PROVIDED PASSAGE:
[START]

GoogleImageCrawler not working! #125

Shashwat79802 · 2024-04-11T16:32:18Z

from icrawler.builtin import BingImageCrawler, GoogleImageCrawler

google_crawler = GoogleImageCrawler(storage={'root_dir': './downloads'})
google_crawler.crawl(keyword='gui based tool', max_num=50)

Error:
2024-04-11 21:58:34,449 - INFO - icrawler.crawler - start crawling...
2024-04-11 21:58:34,450 - INFO - icrawler.crawler - starting 1 feeder threads...
2024-04-11 21:58:34,450 - INFO - feeder - thread feeder-001 exit
2024-04-11 21:58:34,451 - INFO - icrawler.crawler - starting 1 parser threads...
2024-04-11 21:58:34,451 - INFO - icrawler.crawler - starting 1 downloader threads...
2024-04-11 21:58:39,452 - INFO - downloader - downloader-001 is waiting for new download tasks
2024-04-11 21:58:43,322 - INFO - parser - parsing result page https://www.google.com/search?q=gui+based+tool&ijn=0&start=0&tbs=&tbm=isch
Exception in thread parser-001:
Traceback (most recent call last):
File "/usr/lib/python3.10/threading.py", line 1016, in _bootstrap_inner
self.run()
File "/usr/lib/python3.10/threading.py", line 953, in run
self._target(*self._args, **self._kwargs)
File "/home/shashwat/Django/SummarEaseMain/Test/.venv/lib/python3.10/site-packages/icrawler/parser.py", line 94, in worker_exec
for task in self.parse(response, **kwargs):
TypeError: 'NoneType' object is not iterable
2024-04-11 21:58:44,453 - INFO - downloader - no more download task for thread downloader-001
2024-04-11 21:58:44,453 - INFO - downloader - thread downloader-001 exit
2024-04-11 21:58:44,462 - INFO - icrawler.crawler - Crawling task done!

Patty-OFurniture · 2024-04-16T02:18:38Z

I've made some fixes in my fork to address this, but since then:

GIS has made changes in the results
Even chromedriver/geckodriver solutions fail the first time now, just retry

Just after I made changes, GIS wouldn't work the first time for iCrawler.

[END]

GIVEN MATERIAL:
[START]

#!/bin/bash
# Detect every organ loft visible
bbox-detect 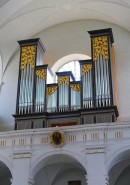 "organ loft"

[END]

DIRECTIONS: Quote the GoogleImageCrawler issue thread in full, word for word. The material was drawn from a separate source.

REPLY TO THE EXERCISE:
GoogleImageCrawler not working! #125

Shashwat79802 · 2024-04-11T16:32:18Z

from icrawler.builtin import BingImageCrawler, GoogleImageCrawler

google_crawler = GoogleImageCrawler(storage={'root_dir': './downloads'})
google_crawler.crawl(keyword='gui based tool', max_num=50)

Error:
2024-04-11 21:58:34,449 - INFO - icrawler.crawler - start crawling...
2024-04-11 21:58:34,450 - INFO - icrawler.crawler - starting 1 feeder threads...
2024-04-11 21:58:34,450 - INFO - feeder - thread feeder-001 exit
2024-04-11 21:58:34,451 - INFO - icrawler.crawler - starting 1 parser threads...
2024-04-11 21:58:34,451 - INFO - icrawler.crawler - starting 1 downloader threads...
2024-04-11 21:58:39,452 - INFO - downloader - downloader-001 is waiting for new download tasks
2024-04-11 21:58:43,322 - INFO - parser - parsing result page https://www.google.com/search?q=gui+based+tool&ijn=0&start=0&tbs=&tbm=isch
Exception in thread parser-001:
Traceback (most recent call last):
File "/usr/lib/python3.10/threading.py", line 1016, in _bootstrap_inner
self.run()
File "/usr/lib/python3.10/threading.py", line 953, in run
self._target(*self._args, **self._kwargs)
File "/home/shashwat/Django/SummarEaseMain/Test/.venv/lib/python3.10/site-packages/icrawler/parser.py", line 94, in worker_exec
for task in self.parse(response, **kwargs):
TypeError: 'NoneType' object is not iterable
2024-04-11 21:58:44,453 - INFO - downloader - no more download task for thread downloader-001
2024-04-11 21:58:44,453 - INFO - downloader - thread downloader-001 exit
2024-04-11 21:58:44,462 - INFO - icrawler.crawler - Crawling task done!

Patty-OFurniture · 2024-04-16T02:18:38Z

I've made some fixes in my fork to address this, but since then:

GIS has made changes in the results
Even chromedriver/geckodriver solutions fail the first time now, just retry

Just after I made changes, GIS wouldn't work the first time for iCrawler.